> **Task to complete**:
Put the lines of the material into a numbered list, starting with the line that contains "Point out each tow" and going on through the last line, and leave out any blank lines.

========================

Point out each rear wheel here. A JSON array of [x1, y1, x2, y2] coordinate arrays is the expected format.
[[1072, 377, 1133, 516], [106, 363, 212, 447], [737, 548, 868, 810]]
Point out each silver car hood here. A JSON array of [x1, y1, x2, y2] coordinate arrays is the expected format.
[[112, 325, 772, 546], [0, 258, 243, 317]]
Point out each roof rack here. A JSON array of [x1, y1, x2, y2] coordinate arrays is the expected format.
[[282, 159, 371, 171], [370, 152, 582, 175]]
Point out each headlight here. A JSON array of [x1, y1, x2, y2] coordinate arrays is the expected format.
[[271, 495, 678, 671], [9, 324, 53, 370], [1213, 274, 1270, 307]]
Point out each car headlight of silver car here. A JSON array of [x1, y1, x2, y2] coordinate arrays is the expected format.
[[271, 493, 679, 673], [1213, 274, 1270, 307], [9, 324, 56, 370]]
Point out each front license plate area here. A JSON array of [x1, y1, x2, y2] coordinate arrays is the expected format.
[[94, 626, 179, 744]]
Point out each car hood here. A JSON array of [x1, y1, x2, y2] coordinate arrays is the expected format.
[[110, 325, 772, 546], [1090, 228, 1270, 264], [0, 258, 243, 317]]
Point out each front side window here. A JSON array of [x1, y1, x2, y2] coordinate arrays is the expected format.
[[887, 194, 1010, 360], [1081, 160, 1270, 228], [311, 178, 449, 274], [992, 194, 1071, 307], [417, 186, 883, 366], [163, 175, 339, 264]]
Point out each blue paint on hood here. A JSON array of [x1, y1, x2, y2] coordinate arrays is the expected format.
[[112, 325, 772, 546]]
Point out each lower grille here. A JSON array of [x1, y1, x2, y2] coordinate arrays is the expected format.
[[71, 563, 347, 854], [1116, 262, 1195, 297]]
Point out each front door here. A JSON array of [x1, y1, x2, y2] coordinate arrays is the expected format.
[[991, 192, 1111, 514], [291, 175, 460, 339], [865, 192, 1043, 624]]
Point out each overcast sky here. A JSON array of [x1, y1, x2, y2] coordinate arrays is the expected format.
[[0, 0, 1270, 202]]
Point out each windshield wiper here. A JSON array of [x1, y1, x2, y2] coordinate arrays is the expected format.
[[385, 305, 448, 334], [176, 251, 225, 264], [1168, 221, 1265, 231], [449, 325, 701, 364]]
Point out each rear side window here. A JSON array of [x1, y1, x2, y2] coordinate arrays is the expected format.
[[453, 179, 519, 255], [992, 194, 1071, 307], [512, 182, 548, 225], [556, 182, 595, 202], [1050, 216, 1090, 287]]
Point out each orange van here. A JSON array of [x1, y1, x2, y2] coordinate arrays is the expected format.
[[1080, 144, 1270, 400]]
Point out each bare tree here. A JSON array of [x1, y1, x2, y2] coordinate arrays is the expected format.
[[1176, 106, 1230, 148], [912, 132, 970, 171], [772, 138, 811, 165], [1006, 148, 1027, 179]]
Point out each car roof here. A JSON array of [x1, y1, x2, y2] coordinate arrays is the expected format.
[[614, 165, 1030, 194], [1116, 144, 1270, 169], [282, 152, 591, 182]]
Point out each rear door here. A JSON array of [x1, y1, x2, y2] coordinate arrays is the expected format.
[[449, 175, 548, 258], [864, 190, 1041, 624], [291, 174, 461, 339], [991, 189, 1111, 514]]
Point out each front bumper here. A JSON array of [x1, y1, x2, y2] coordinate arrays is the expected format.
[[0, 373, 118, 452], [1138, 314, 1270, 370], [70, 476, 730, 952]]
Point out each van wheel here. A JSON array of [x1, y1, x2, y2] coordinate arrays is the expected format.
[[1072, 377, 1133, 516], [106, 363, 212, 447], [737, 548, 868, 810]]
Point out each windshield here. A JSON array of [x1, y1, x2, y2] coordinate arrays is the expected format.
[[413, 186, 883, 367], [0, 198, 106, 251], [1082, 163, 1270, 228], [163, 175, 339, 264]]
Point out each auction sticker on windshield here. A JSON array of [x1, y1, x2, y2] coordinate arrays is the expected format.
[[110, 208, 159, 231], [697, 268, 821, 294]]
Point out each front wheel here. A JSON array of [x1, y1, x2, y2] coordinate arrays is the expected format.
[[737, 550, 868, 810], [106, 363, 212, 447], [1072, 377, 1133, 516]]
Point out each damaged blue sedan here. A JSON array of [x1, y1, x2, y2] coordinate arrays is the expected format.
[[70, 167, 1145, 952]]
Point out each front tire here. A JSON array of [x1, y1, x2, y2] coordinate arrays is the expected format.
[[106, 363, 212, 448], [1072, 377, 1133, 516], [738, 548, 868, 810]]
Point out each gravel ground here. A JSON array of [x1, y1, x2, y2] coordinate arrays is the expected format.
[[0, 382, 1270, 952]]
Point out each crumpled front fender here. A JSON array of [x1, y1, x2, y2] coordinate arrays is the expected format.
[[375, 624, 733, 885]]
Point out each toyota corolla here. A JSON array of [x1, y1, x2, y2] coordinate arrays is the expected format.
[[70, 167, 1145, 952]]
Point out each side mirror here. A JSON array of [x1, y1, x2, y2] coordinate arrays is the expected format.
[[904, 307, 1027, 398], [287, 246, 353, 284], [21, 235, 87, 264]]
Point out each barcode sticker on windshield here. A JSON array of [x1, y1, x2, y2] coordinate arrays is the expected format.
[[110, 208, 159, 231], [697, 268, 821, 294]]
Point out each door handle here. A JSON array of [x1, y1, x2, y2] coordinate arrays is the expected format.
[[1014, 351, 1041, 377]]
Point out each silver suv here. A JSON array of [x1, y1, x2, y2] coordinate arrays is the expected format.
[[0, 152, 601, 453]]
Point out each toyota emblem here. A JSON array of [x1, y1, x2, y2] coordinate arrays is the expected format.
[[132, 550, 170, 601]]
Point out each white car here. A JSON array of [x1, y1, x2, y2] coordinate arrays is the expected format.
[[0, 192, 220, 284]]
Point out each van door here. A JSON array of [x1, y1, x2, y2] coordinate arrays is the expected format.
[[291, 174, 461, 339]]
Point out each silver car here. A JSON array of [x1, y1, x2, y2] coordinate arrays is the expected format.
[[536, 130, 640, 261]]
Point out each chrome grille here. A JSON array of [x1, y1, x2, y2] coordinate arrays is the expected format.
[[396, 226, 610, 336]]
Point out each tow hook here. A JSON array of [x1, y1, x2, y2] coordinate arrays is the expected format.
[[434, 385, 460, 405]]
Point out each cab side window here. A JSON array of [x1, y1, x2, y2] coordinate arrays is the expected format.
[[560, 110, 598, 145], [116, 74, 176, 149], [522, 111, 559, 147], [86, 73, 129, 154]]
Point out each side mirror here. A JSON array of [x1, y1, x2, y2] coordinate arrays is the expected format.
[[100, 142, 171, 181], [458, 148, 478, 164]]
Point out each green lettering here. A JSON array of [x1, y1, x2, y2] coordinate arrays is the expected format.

========================

> **Expected output**:
1. Point out each tow hook here. A JSON array of [x1, y1, x2, y2] coordinate arrays is the expected format.
2. [[434, 385, 460, 405]]
3. Point out each cab side window here. A JSON array of [x1, y1, x2, y2] coordinate arrays is the expected format.
4. [[560, 110, 598, 145], [116, 74, 176, 149], [522, 111, 559, 147], [86, 73, 129, 154]]
5. Point out each side mirror here. A JSON array of [x1, y1, x2, y2] coordinate arrays is the expected format.
6. [[100, 142, 171, 181], [458, 148, 478, 164]]
7. Point out each green lettering here. A JSON array of [x1, y1, x2, y2] coordinate arrays is the expected format.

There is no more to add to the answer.